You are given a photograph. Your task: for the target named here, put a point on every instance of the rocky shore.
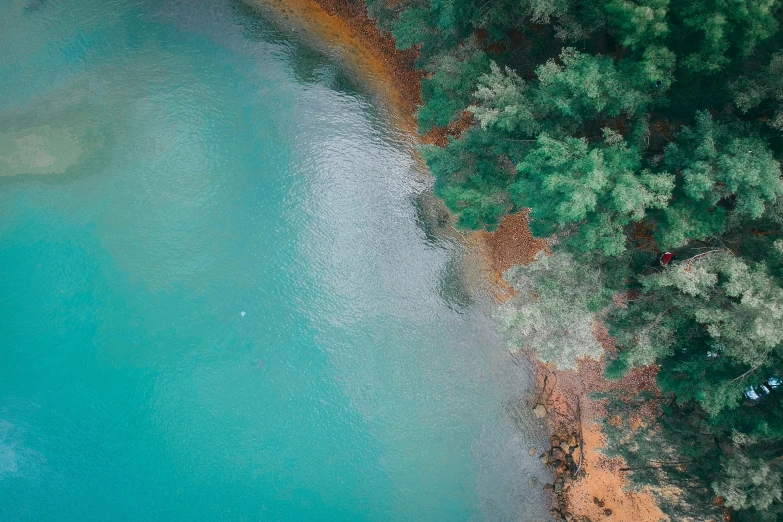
(587, 486)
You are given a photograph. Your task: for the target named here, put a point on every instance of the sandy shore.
(600, 490)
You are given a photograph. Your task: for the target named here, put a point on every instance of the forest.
(645, 137)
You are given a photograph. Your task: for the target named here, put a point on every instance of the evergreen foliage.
(631, 128)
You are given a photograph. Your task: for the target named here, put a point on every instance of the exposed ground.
(599, 491)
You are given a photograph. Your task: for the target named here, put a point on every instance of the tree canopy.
(631, 128)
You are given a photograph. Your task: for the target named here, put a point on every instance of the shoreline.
(599, 491)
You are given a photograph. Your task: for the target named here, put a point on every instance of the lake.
(224, 291)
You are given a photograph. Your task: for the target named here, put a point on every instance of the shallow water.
(221, 294)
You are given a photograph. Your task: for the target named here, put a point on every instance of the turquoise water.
(222, 294)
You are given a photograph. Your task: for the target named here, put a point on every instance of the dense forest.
(646, 138)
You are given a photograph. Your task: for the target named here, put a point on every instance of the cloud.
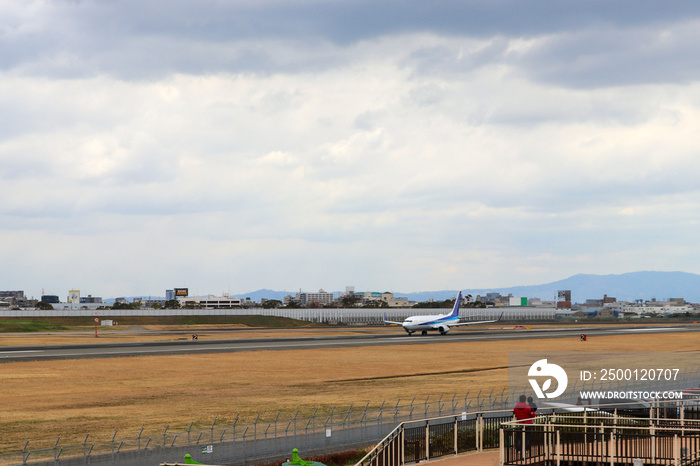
(322, 144)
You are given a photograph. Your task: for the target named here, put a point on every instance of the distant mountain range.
(625, 287)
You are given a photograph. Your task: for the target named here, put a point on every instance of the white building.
(210, 301)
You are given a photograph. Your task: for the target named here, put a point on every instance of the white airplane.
(442, 323)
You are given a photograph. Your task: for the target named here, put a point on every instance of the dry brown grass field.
(71, 398)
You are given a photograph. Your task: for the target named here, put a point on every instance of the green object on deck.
(296, 461)
(189, 460)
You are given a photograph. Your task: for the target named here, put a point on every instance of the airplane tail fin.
(455, 310)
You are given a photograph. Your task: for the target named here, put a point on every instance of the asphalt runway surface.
(113, 350)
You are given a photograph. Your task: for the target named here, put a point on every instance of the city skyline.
(402, 146)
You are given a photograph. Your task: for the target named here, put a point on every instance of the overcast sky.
(228, 146)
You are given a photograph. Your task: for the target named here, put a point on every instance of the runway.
(113, 350)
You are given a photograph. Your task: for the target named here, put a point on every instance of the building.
(90, 299)
(12, 294)
(210, 302)
(321, 298)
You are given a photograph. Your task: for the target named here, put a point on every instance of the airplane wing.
(479, 322)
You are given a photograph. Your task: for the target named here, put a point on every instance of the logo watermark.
(570, 377)
(542, 368)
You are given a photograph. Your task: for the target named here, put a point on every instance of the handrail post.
(455, 434)
(502, 450)
(558, 447)
(427, 440)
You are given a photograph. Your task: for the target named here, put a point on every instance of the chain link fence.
(270, 437)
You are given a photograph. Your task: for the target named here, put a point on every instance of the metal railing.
(565, 439)
(264, 436)
(593, 434)
(270, 436)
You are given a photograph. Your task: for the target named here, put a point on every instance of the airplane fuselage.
(424, 323)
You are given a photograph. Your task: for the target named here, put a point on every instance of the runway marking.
(21, 351)
(653, 329)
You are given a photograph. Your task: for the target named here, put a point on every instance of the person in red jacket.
(524, 414)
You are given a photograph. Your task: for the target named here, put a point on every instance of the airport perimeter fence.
(269, 437)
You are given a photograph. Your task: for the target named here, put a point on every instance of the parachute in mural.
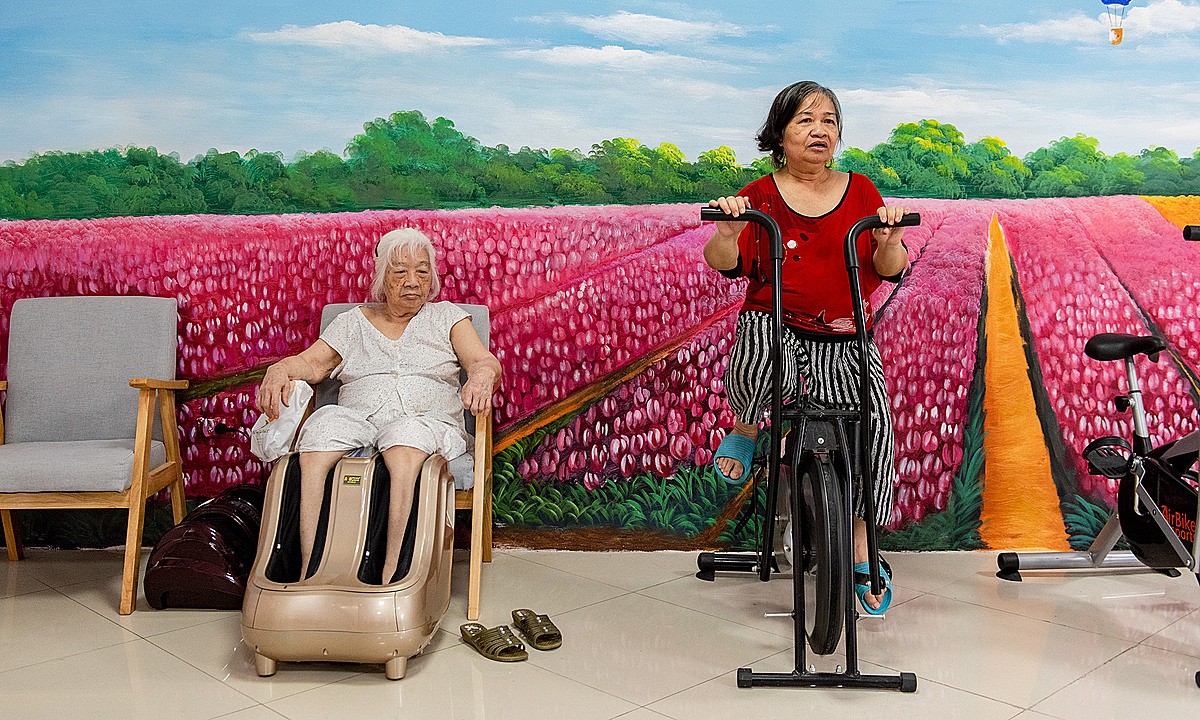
(1116, 11)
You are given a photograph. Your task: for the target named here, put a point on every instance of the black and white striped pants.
(829, 371)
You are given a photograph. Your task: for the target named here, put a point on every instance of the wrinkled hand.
(477, 391)
(732, 205)
(891, 237)
(274, 391)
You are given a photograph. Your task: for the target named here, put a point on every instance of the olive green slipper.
(538, 630)
(496, 643)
■ ■ ■ ■ ■ ■ ■
● **What to work on**: Transcribe the listing above in full and exactly; no pictures belong in the copy.

● **Output below**:
You are given a photograph. Your task: for the target named here, put a point on every instance of the rocky shore.
(587, 486)
You are given a photograph. Your task: for the target named here, put a point on every instance of the sandy shore.
(600, 490)
You are given a photograph. Your task: for the target named here, put a point on every instance of the forest.
(645, 137)
You are given a photograph. Your task: for the target named here, put a point on every instance of the evergreen foliage.
(631, 128)
You are given a photograph. Your task: for the target named here, put a point on every instance of the exposed ground.
(599, 491)
You are given a photograph. Your task: for the target named here, put a point on every instance of the tree canopy.
(631, 128)
You are given a photograph. Your task: for the target named here, put a point on every instance of the shoreline.
(599, 491)
You are given a photograph. Your task: for the target named here, put a point on every instance of the lake.
(224, 291)
You are given a photograph. Your task: for the target named here, put a point on every instance of the shallow water.
(221, 294)
You are given a photograph. Your task: for the target named here, put a point on every instance of the turquoise water.
(222, 294)
You are given a photograph. Your task: for the target named here, put a point on every instance of the dense forest.
(646, 138)
You are given a photograph. Your task: for the target named here, put a point on every instance of the cloud.
(322, 144)
You are given a photograph. Your task: for the target named here, put a point on every instance of the distant mountain range.
(625, 287)
You are given a photograph. Your task: for the target named here, put a point on every instance of the white building.
(210, 301)
You are given a photograph. Your task: for the target named here, put a point on every instance of the white airplane.
(442, 323)
You are given a photograph. Your task: for the target named here, put a point on every instance of the dry brown grass field.
(71, 398)
You are given a photograph. Your task: for the target named here, put a point on every instance of the green object on deck.
(296, 461)
(189, 460)
You are given a photograph. Your task: for the target named here, put a point on every instance of the airplane tail fin.
(455, 310)
You are given a photograph. Your task: for the target named here, put a point on every instance of the asphalt runway surface.
(113, 350)
You are given a photograph. Your task: for the target named here, put a point on every instance of the city skyline.
(402, 146)
You are given a photograph. Your task: for the target named here, put a point on every instance of the overcast sky.
(228, 146)
You are given a photograph. Your task: for the target named here, put a point on every instance of the runway.
(113, 350)
You are given a photograph. Your task: for the target named here, put a point on every instance of the building.
(90, 299)
(12, 294)
(210, 302)
(321, 298)
You are given a photograph. Your task: for the target named here, put a point on every instance of the airplane wing.
(479, 322)
You are given a photograph. Your task: for the target named here, put a point on every instance of the logo watermark.
(570, 377)
(542, 368)
You are given a photograph. Your task: for the target named here, put a point on every instance of the handrail post.
(455, 434)
(502, 450)
(558, 447)
(427, 440)
You are given a photograph. Your task: for the target named here, put a point on every instance of the chain link fence.
(270, 437)
You are given a photograph. Your task: for the target named here, put a point on every instance of the metal railing.
(565, 439)
(264, 436)
(593, 434)
(270, 436)
You are given a photograph. Your task: for the target named here, put a point on every instance of the airplane fuselage.
(424, 323)
You are given a photograph. Your task: for the target named here, put a point on every instance of the runway marking.
(21, 351)
(653, 329)
You are given a photograph. Your task: for the target named here, put a point on every instance of the person in red jacket.
(524, 414)
You are given a photograph. Your task: for the target named here, put a point on every instance of the airport perimeter fence.
(269, 437)
You are given a photograph. Your task: for the target named here, put a point on every instance of the parachute in mural.
(1116, 11)
You are given a photograph. Your task: for the target named here, put a point on every instance of the black and white striped pants.
(829, 371)
You are given a photograph. Your task: for the target named here, put a point on every instance of the wrinkled hand.
(477, 391)
(732, 205)
(891, 237)
(274, 391)
You are given a photograph. Your task: for the target named here, put a point on every instance of the olive green slipper.
(538, 630)
(496, 643)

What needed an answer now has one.